**Aim of the task:**
All that is wanted is a word-for-word retyping of the lines from the one containing "occurrences of dock" through the end of the material below.

[Entries provided Boundary: Start]

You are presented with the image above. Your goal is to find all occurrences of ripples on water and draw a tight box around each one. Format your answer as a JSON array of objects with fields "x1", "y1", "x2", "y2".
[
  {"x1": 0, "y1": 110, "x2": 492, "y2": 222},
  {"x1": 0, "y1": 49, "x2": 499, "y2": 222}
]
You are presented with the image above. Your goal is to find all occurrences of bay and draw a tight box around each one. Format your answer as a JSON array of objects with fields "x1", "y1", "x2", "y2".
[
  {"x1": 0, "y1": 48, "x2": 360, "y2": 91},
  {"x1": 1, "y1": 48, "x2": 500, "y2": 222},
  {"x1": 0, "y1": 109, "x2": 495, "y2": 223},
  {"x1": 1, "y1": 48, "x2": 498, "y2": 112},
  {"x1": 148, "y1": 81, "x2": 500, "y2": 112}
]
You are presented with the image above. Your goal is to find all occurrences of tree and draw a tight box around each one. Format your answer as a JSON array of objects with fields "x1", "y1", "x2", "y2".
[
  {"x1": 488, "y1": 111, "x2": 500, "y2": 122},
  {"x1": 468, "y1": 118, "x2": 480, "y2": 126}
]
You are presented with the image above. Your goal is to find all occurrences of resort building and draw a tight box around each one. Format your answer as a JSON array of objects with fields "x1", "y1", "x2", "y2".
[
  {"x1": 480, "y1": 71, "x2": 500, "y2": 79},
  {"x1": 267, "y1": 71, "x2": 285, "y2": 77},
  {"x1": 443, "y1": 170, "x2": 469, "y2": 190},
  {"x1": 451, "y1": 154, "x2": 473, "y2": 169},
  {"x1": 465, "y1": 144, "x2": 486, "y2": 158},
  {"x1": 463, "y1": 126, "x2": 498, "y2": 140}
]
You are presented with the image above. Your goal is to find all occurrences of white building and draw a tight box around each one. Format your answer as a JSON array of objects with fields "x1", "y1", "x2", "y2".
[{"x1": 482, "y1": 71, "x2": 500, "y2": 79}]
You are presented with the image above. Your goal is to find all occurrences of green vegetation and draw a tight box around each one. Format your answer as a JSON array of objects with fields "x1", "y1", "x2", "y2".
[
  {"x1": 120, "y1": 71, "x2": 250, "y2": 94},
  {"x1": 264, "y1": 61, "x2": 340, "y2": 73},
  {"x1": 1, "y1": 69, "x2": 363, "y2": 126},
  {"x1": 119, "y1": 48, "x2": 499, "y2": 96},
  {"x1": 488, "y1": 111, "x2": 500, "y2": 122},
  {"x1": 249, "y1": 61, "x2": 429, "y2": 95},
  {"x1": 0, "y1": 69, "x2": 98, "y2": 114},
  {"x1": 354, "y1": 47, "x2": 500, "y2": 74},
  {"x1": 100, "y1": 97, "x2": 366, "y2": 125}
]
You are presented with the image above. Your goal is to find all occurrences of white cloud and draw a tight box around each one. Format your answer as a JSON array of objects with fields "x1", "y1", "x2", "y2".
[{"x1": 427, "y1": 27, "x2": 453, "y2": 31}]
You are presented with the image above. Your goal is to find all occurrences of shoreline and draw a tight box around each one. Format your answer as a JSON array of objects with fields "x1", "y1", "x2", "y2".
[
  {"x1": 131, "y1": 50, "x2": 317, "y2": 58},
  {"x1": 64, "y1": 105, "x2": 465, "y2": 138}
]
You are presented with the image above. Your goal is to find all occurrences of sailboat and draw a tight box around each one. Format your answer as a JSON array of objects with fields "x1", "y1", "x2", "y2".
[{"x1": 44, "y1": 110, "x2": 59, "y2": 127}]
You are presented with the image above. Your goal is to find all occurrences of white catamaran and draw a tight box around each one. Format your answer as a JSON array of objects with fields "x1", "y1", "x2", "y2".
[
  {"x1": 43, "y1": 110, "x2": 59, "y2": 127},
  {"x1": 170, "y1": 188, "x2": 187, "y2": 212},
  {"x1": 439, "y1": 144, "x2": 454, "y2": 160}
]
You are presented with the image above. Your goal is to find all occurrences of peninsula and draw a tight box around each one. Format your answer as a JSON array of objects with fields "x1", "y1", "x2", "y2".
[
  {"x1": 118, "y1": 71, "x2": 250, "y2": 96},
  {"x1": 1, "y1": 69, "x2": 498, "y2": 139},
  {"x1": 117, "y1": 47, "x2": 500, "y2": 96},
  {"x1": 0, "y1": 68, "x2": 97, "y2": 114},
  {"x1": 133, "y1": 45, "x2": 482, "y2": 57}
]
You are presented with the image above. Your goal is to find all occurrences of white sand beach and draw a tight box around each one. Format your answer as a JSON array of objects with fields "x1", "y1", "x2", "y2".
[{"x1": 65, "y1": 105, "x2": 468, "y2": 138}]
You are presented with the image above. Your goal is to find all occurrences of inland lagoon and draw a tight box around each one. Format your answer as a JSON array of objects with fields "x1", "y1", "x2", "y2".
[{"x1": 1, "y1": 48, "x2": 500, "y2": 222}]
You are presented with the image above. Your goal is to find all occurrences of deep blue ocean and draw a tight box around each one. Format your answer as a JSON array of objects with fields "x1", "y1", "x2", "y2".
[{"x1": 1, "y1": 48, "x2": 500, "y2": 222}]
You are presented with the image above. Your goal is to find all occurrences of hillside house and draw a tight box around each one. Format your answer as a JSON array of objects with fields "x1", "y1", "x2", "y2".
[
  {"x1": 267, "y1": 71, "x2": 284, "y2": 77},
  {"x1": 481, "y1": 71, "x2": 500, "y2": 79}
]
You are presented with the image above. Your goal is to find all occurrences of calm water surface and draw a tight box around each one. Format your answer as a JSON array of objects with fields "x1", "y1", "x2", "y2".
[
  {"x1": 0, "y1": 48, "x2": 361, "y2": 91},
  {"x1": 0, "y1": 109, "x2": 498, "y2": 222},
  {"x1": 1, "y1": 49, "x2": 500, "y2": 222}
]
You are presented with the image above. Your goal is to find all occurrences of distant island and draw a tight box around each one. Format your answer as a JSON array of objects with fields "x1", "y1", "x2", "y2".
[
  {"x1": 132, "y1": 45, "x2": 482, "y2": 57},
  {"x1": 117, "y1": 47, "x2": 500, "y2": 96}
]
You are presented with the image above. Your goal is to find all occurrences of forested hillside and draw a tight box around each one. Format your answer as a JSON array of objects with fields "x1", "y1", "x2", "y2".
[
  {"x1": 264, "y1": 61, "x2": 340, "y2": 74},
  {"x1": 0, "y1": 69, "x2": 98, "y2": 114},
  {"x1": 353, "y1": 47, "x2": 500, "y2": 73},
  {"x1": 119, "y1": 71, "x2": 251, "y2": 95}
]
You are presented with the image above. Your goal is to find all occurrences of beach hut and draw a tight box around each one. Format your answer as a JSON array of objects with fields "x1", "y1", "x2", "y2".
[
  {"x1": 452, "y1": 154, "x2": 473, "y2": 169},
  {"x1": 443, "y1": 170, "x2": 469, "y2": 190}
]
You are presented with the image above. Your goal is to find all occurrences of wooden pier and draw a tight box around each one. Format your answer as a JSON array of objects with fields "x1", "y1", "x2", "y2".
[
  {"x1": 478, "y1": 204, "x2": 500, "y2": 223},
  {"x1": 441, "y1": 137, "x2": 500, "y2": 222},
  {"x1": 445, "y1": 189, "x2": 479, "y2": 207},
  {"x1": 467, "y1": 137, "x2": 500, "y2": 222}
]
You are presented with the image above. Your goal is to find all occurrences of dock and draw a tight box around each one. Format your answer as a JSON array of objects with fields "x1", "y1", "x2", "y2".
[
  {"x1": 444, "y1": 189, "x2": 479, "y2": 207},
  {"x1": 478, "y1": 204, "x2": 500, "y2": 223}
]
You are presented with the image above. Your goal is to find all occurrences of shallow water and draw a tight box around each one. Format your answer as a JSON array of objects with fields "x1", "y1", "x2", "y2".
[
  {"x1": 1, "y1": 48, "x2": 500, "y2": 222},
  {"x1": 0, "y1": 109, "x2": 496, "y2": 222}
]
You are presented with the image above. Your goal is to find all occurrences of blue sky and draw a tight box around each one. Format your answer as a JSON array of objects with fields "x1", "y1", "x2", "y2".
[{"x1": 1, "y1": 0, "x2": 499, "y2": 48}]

[Entries provided Boundary: End]

**Answer box:**
You are presented with the image above. Your goal is to find all occurrences of dock and draw a tight box around each one. Format your answer as a JSON array of objects with fields "x1", "y1", "x2", "y2".
[
  {"x1": 444, "y1": 189, "x2": 479, "y2": 207},
  {"x1": 478, "y1": 204, "x2": 500, "y2": 223}
]
You are presented with the image above. Your goal is to find all occurrences of shallow water and draw a tight box around each one. Format your answer as a JSON array of objects with fields "x1", "y1", "x2", "y2".
[
  {"x1": 1, "y1": 48, "x2": 500, "y2": 222},
  {"x1": 0, "y1": 109, "x2": 496, "y2": 222}
]
You are presented with the image above. Your goal is to find all occurrences of blue sky and draw a tight box around each one. Format your answer as a JSON array of objects with fields "x1", "y1", "x2", "y2".
[{"x1": 1, "y1": 0, "x2": 499, "y2": 48}]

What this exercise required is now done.